## What you need to do
After finding the line containing "An <instance> block may carry" below, please output that line and each following one through the line containing "699L690 703L683 699ZM639", exactly as written.

## Data to examine
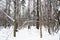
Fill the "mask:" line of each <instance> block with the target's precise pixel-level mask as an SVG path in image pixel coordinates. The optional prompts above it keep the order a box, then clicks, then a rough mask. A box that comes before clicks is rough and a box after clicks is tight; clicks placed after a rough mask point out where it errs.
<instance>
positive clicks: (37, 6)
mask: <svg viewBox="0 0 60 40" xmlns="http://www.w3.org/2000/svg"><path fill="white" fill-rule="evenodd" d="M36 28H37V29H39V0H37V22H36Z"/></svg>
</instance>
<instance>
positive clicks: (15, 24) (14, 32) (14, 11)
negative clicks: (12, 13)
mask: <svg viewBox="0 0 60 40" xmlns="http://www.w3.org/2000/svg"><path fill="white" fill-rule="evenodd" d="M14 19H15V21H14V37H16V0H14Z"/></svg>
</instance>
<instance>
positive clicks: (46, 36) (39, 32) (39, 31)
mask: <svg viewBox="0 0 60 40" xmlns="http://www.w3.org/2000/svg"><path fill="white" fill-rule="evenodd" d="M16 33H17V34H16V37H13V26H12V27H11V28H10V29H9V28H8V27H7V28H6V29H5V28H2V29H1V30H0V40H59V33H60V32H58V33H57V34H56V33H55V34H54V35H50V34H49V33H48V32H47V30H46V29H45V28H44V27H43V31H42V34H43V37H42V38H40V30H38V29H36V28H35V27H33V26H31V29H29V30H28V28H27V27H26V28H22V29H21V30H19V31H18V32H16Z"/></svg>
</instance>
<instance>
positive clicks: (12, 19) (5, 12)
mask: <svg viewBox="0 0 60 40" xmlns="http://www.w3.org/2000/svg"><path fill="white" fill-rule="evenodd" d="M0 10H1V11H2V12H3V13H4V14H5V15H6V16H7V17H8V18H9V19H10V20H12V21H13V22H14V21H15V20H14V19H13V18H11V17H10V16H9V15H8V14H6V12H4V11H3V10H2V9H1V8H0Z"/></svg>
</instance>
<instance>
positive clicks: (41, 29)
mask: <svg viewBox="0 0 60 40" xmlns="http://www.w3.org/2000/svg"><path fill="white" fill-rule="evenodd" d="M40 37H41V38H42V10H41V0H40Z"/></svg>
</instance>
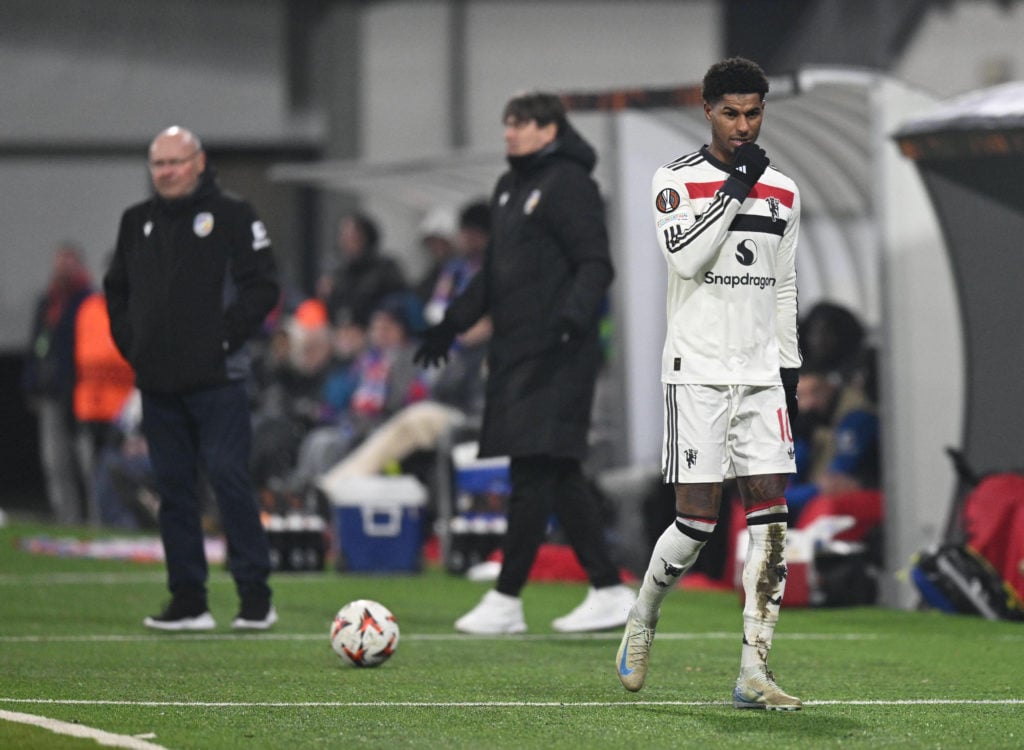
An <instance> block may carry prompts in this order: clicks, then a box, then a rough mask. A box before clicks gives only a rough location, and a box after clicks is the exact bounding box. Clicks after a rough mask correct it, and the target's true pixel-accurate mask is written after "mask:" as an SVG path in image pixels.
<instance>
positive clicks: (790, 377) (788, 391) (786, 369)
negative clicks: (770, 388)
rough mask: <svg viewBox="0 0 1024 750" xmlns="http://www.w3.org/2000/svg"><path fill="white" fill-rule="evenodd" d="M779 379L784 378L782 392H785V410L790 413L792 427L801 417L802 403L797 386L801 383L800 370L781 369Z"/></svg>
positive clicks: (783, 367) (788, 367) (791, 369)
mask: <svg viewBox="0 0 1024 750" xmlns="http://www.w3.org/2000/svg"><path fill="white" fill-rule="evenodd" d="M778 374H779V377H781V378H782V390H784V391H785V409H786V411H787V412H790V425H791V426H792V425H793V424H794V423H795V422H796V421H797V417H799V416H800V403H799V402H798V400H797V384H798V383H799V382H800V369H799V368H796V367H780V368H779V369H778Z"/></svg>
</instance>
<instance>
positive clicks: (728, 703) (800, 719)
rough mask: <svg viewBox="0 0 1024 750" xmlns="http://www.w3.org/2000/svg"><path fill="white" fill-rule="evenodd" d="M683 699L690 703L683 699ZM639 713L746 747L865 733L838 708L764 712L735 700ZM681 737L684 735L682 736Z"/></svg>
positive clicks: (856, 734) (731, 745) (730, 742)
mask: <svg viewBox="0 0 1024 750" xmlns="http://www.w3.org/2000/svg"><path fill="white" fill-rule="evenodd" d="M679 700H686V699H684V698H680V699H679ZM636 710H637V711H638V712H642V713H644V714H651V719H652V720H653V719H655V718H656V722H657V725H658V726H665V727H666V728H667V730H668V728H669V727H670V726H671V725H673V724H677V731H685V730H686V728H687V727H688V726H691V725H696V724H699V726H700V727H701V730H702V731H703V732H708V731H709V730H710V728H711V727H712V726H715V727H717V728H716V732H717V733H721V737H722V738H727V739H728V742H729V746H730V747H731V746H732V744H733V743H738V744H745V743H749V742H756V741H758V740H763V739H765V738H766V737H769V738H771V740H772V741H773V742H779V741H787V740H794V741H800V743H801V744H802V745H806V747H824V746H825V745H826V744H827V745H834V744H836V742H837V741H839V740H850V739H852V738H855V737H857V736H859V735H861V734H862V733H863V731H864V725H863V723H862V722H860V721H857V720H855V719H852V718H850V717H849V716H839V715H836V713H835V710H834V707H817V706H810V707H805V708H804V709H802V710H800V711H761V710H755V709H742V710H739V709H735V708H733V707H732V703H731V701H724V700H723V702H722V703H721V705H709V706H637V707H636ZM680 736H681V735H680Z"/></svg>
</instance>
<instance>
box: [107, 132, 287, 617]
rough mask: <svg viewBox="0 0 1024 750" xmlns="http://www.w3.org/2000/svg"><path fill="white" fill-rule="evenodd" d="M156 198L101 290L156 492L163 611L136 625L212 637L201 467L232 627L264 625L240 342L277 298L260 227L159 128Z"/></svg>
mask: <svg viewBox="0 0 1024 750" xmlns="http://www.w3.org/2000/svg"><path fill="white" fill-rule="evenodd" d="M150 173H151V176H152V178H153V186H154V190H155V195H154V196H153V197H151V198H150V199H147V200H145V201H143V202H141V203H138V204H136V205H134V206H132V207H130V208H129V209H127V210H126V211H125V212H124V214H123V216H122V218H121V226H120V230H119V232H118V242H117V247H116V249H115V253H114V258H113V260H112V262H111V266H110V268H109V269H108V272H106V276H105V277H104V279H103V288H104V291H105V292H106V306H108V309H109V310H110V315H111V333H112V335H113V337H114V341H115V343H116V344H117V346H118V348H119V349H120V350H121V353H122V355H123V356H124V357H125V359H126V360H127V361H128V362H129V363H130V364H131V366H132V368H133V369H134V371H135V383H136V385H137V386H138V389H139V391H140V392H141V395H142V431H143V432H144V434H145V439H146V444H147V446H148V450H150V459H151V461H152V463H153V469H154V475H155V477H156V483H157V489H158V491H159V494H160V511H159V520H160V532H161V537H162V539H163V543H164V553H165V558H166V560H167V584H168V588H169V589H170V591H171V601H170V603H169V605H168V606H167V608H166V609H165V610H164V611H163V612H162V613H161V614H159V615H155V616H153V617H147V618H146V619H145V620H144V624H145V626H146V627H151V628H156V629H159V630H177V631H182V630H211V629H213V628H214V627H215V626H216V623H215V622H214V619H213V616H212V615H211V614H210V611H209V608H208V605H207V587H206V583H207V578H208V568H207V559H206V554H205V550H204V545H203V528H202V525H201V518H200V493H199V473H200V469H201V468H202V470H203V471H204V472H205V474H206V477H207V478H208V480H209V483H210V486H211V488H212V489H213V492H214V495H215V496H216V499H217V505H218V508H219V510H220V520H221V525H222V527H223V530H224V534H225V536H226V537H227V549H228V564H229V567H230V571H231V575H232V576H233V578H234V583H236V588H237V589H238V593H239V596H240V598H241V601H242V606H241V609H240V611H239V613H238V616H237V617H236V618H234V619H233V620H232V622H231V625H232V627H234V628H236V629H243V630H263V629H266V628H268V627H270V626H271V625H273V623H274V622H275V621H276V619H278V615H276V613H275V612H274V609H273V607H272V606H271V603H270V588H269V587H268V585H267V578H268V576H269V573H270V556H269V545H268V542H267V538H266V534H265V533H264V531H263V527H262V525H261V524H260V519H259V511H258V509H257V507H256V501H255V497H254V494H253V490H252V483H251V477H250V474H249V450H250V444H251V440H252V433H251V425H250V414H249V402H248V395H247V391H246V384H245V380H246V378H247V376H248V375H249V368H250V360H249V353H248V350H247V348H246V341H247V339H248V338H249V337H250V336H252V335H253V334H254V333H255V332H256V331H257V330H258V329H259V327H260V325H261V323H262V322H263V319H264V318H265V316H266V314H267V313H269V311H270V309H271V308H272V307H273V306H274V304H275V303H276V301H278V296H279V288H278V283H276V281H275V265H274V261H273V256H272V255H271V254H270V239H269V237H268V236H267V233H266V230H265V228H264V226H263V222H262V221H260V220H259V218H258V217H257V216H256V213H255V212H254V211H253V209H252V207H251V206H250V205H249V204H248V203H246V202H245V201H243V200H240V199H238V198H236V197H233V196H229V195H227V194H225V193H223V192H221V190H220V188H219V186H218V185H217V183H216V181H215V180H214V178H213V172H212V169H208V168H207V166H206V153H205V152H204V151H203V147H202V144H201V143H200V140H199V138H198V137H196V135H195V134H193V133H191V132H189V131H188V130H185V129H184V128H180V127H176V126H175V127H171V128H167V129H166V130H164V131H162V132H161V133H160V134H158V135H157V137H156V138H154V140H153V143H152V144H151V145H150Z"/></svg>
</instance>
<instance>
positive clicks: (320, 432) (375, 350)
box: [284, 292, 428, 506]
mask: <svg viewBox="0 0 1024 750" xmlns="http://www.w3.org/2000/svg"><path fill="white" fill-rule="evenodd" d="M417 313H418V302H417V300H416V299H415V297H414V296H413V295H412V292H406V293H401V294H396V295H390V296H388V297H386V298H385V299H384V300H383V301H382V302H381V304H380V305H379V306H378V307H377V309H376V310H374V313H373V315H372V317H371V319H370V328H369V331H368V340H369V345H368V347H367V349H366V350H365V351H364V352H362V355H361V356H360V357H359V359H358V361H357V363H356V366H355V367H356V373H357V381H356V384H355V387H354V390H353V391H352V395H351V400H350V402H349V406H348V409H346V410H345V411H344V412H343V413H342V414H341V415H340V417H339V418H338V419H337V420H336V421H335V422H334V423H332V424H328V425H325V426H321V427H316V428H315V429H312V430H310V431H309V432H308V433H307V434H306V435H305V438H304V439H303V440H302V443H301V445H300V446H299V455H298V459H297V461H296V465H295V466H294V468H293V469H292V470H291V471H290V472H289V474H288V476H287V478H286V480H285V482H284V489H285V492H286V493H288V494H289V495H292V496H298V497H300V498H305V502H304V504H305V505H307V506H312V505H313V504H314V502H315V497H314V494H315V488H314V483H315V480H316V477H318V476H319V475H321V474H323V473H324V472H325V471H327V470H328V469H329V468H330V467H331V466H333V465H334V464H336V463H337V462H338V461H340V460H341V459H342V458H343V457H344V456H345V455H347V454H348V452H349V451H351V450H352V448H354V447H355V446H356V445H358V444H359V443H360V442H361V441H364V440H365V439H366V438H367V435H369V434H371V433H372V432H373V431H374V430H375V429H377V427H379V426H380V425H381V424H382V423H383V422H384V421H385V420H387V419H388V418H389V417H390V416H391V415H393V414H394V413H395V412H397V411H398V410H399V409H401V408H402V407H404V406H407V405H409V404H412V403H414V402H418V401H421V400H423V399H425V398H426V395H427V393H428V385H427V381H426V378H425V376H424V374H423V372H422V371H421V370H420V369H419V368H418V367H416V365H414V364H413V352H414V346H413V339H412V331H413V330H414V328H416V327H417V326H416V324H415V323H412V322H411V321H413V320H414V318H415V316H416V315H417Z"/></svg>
==
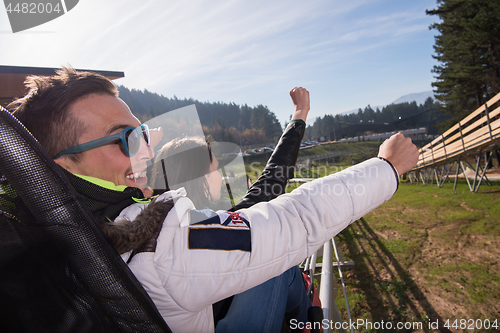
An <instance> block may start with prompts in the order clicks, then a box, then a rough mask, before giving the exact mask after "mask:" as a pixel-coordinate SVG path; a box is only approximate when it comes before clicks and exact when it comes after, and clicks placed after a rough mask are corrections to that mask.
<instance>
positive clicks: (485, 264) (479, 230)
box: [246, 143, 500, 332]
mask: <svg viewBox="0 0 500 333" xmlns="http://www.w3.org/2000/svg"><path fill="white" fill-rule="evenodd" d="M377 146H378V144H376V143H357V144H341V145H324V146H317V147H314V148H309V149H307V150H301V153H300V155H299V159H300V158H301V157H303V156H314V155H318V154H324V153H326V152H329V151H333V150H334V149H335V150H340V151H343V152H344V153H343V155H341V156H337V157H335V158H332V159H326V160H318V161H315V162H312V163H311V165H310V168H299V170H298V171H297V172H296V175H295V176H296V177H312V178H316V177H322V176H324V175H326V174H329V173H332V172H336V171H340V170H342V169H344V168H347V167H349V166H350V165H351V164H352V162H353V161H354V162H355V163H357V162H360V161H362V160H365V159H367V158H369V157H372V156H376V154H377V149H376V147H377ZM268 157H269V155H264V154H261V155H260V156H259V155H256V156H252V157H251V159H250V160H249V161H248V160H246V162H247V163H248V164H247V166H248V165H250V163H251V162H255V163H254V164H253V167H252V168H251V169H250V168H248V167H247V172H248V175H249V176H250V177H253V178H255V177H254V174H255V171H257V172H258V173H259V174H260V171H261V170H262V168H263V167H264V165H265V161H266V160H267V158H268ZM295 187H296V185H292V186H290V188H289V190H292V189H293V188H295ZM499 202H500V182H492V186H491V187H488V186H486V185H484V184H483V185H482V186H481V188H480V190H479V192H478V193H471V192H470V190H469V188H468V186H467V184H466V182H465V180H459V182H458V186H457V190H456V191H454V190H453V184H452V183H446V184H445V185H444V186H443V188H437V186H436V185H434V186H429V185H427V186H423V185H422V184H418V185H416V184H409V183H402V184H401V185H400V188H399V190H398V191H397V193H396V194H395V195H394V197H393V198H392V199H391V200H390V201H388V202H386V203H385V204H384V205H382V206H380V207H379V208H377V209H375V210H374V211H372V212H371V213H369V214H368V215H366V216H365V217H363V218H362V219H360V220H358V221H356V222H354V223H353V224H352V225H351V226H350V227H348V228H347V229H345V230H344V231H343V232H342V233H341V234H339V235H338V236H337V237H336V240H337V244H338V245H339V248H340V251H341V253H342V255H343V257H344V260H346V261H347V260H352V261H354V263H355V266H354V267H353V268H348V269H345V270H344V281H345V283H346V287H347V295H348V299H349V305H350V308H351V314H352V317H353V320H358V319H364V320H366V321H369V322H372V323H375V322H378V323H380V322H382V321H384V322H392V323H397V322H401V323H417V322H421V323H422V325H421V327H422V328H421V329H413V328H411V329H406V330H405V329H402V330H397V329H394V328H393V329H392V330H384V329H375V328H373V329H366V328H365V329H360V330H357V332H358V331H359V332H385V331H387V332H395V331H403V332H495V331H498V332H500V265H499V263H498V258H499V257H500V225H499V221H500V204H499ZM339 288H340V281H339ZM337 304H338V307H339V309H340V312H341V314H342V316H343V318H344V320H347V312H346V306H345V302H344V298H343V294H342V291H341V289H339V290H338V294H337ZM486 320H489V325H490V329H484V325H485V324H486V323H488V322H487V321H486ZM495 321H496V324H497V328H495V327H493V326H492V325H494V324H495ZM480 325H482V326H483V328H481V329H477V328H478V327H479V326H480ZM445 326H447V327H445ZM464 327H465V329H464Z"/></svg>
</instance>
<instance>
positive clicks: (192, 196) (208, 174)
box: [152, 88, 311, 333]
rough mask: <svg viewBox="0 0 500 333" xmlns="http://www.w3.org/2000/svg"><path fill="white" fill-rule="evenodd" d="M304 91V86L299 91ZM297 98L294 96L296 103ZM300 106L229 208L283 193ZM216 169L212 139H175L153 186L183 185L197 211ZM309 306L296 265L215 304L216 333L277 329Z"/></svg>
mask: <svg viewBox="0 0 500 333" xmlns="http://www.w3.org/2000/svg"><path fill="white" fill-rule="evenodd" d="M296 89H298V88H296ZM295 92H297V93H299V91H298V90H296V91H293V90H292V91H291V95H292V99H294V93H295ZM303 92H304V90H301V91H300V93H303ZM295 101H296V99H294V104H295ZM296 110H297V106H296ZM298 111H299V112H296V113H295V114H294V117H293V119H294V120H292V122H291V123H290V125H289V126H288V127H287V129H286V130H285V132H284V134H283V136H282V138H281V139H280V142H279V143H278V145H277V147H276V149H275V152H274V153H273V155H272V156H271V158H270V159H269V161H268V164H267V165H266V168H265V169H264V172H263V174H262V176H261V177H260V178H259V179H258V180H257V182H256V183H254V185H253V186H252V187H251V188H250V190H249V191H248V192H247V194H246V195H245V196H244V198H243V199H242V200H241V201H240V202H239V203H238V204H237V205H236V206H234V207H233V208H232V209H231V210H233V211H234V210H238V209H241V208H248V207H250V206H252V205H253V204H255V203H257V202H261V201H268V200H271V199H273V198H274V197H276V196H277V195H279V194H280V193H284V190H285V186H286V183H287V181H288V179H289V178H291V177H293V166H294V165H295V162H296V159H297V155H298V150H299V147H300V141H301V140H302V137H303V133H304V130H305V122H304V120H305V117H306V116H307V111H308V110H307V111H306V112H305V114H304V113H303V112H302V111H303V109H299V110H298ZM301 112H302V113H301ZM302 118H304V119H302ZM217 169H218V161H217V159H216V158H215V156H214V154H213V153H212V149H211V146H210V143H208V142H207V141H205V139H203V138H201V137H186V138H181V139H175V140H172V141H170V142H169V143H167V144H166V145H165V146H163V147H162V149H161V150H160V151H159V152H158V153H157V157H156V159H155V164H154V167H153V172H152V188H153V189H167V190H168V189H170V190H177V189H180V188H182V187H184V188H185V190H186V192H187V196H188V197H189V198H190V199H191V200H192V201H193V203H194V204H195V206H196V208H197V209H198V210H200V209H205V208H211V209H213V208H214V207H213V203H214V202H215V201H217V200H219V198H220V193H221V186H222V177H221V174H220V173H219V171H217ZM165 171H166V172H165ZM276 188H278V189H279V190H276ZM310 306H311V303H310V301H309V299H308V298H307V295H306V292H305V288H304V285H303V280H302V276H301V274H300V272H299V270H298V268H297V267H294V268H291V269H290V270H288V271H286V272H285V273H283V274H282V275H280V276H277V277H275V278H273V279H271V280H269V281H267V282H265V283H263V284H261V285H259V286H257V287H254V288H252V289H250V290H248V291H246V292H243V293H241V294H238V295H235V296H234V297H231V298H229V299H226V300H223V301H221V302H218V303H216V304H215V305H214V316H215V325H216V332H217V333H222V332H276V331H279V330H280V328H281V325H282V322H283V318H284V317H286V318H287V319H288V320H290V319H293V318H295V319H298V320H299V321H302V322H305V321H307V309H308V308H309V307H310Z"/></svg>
...
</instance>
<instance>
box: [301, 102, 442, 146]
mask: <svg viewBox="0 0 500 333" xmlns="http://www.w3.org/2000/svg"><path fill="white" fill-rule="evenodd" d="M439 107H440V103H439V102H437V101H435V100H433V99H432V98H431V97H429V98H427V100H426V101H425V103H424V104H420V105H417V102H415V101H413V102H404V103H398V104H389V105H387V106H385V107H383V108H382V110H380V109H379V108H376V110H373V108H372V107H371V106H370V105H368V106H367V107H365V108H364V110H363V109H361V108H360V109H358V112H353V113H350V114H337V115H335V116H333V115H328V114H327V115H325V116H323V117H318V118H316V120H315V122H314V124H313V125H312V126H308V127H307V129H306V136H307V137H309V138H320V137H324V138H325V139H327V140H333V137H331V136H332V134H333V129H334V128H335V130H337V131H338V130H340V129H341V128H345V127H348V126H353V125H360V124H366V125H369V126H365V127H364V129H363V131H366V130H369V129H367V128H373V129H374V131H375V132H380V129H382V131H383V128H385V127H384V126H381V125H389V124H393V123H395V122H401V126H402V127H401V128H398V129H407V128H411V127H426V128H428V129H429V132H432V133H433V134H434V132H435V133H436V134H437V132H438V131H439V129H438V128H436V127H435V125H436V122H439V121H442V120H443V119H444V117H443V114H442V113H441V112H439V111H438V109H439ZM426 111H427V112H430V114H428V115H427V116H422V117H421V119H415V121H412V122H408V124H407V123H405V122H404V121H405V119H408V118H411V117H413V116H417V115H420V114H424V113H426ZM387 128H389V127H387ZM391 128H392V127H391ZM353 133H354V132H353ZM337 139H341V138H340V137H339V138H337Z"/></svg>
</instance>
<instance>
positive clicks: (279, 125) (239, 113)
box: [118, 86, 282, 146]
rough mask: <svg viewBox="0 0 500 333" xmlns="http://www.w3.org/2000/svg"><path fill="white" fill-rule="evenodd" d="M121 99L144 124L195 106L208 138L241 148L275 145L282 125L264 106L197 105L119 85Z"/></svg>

## Response to this task
An <instance> block may carry prompts in this order: clicks, then a box, then a rough mask. A box before clicks gives only a rough location, and a box after clicks is the exact bounding box. Clicks after a rough mask correct it, and the target's true pixel-accurate mask is written after "mask:" as an SVG path in image pixels.
<instance>
positive clicks: (790, 377) (788, 391) (786, 369)
negative clicks: (770, 388)
rough mask: <svg viewBox="0 0 1024 750" xmlns="http://www.w3.org/2000/svg"><path fill="white" fill-rule="evenodd" d="M779 379L784 378L782 392H785V410L790 413L792 427L801 417L802 403L797 386L801 383L800 370L781 369Z"/></svg>
positive clicks: (783, 367) (788, 367) (791, 369)
mask: <svg viewBox="0 0 1024 750" xmlns="http://www.w3.org/2000/svg"><path fill="white" fill-rule="evenodd" d="M778 374H779V377H781V378H782V390H784V391H785V409H786V411H787V412H790V425H791V426H792V425H793V424H794V423H795V422H796V421H797V417H799V416H800V403H799V402H798V400H797V384H798V383H799V382H800V369H799V368H796V367H780V368H779V369H778Z"/></svg>
</instance>
<instance>
positive clicks: (728, 703) (800, 719)
rough mask: <svg viewBox="0 0 1024 750" xmlns="http://www.w3.org/2000/svg"><path fill="white" fill-rule="evenodd" d="M683 699L690 703L683 699ZM639 713L746 747L865 733L838 708L764 712L735 700ZM681 737L684 735L682 736Z"/></svg>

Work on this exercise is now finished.